• **Assignment**: Nothing past the line containing "[[170, 167], [220, 197], [144, 90], [137, 100]]" belongs in the output. Copy exactly every line of the data below from the first up to and including it.
START Records for processing
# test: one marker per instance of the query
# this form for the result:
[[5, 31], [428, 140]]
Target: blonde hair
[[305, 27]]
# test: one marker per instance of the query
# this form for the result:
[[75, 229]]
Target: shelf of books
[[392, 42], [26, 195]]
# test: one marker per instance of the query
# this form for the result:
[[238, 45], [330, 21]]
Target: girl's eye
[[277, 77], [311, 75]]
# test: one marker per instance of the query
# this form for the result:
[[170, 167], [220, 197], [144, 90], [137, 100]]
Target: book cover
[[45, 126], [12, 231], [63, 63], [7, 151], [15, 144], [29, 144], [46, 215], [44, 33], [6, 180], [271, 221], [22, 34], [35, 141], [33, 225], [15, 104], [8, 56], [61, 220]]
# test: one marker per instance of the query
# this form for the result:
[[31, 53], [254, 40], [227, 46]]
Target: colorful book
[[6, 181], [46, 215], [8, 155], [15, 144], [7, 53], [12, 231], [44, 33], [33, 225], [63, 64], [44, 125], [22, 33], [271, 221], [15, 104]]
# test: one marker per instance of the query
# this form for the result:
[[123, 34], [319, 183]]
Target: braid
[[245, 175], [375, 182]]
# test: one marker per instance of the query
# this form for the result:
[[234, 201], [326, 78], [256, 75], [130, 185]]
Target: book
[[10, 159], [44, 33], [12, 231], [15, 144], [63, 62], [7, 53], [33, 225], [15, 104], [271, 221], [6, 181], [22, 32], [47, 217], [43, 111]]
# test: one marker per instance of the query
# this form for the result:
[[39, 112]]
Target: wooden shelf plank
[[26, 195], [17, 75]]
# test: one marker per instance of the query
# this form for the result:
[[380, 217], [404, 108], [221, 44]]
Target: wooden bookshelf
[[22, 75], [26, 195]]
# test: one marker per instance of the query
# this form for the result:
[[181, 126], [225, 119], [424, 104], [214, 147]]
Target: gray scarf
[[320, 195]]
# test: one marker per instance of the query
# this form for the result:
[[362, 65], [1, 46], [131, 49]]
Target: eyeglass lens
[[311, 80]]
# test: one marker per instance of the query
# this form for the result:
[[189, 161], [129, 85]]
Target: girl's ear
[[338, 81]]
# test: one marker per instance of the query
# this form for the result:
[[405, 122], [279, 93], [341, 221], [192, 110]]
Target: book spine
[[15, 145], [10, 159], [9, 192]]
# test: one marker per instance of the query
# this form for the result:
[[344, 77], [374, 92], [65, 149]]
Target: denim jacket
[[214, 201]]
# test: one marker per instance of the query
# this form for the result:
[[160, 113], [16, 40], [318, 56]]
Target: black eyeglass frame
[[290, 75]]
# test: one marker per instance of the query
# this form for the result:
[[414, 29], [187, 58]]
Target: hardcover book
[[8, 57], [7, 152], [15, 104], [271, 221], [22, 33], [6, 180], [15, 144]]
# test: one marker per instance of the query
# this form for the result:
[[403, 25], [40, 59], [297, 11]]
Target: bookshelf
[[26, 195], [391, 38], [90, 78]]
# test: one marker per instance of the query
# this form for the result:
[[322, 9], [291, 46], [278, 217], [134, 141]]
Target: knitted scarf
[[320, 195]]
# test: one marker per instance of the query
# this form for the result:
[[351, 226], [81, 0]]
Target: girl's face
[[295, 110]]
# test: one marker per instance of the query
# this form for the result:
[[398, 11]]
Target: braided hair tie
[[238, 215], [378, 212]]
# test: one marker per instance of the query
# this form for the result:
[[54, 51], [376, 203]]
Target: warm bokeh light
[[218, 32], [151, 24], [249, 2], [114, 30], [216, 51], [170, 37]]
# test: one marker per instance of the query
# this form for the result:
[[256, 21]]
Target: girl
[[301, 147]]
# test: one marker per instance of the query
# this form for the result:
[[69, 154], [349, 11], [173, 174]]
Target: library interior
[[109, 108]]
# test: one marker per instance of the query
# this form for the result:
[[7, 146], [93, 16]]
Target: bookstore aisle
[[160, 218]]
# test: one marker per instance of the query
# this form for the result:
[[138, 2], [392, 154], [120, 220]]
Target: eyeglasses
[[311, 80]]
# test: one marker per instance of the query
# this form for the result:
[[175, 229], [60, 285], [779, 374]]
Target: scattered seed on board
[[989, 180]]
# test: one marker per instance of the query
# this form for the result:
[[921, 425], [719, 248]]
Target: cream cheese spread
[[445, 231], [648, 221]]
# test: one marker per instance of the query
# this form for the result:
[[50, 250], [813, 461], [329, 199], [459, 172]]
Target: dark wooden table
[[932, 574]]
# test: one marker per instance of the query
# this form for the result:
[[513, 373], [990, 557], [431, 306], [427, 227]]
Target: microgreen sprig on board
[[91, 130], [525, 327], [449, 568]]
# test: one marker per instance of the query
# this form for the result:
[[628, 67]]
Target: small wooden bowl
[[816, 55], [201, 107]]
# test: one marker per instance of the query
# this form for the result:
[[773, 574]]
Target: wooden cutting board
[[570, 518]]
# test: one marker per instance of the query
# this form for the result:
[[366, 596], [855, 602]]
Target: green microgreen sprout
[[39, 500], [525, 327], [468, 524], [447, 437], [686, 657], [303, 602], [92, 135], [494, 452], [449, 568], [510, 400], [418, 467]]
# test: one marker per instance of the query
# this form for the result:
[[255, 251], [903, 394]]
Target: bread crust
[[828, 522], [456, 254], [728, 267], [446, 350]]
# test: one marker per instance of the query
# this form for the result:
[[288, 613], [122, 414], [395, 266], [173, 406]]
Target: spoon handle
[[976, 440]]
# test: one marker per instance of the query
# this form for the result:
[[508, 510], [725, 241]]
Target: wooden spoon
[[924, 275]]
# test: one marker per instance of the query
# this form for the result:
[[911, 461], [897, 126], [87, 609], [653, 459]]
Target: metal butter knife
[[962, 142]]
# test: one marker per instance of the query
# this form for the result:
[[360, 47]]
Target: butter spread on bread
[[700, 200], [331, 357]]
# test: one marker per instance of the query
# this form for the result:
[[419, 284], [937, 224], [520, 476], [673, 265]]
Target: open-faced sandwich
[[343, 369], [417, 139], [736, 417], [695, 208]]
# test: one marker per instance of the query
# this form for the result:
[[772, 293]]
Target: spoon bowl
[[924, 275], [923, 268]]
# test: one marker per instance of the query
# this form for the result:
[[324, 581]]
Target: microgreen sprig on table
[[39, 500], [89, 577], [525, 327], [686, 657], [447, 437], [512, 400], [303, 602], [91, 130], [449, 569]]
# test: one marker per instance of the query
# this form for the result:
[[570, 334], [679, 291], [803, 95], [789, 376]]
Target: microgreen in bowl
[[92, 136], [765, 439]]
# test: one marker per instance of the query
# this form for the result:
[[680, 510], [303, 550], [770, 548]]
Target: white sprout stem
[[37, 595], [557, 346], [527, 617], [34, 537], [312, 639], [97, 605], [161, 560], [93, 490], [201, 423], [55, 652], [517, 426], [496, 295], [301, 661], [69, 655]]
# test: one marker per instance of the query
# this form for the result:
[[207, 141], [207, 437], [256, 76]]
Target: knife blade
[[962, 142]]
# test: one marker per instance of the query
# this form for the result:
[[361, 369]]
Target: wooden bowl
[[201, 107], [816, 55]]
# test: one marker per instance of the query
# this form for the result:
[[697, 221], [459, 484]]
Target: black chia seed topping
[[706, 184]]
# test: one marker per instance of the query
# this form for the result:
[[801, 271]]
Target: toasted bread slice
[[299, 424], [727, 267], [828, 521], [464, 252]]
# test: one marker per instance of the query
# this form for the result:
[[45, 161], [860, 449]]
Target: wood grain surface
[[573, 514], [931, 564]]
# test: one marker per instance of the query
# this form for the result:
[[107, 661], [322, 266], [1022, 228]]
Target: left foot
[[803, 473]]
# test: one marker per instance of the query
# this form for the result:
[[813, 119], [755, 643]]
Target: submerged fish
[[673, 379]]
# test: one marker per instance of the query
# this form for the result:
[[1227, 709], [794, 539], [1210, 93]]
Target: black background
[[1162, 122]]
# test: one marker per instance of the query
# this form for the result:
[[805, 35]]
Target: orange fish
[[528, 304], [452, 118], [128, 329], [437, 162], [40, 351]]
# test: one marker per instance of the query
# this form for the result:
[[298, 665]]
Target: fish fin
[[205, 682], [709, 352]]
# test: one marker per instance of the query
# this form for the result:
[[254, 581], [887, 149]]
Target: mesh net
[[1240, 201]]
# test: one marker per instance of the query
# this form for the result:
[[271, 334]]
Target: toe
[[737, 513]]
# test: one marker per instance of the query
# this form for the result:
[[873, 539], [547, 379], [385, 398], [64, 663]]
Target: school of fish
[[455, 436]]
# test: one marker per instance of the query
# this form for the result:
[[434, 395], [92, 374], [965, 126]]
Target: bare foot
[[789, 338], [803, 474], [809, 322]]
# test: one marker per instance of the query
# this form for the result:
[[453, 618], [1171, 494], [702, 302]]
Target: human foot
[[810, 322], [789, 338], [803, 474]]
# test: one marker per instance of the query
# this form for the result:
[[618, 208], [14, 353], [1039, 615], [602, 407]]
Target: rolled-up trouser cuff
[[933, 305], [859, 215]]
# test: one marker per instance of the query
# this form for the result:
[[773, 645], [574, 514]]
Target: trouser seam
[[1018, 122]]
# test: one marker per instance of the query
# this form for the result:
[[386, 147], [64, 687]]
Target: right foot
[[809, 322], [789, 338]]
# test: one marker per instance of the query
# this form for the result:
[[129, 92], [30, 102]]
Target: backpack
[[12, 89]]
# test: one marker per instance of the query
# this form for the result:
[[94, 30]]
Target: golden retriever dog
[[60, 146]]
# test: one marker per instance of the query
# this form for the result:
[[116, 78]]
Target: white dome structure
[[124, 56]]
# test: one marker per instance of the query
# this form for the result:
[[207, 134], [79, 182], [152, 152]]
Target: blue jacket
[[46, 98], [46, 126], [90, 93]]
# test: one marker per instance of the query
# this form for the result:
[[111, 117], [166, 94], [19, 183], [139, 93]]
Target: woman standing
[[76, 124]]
END Records for processing
• **Output for this exercise**:
# test: one marker per instance of the query
# this form for the result:
[[5, 31], [428, 140]]
Target: blonde hair
[[305, 27]]
# test: one marker per instance of the query
# this form for the result:
[[75, 229]]
Target: shelf of books
[[392, 42], [26, 195]]
# test: one marker per instance of the query
# this form for the result:
[[238, 45], [330, 21]]
Target: girl's eye
[[277, 77], [311, 75]]
# test: one marker per instance of the query
# this form for the result:
[[170, 167], [220, 197], [144, 90], [137, 100]]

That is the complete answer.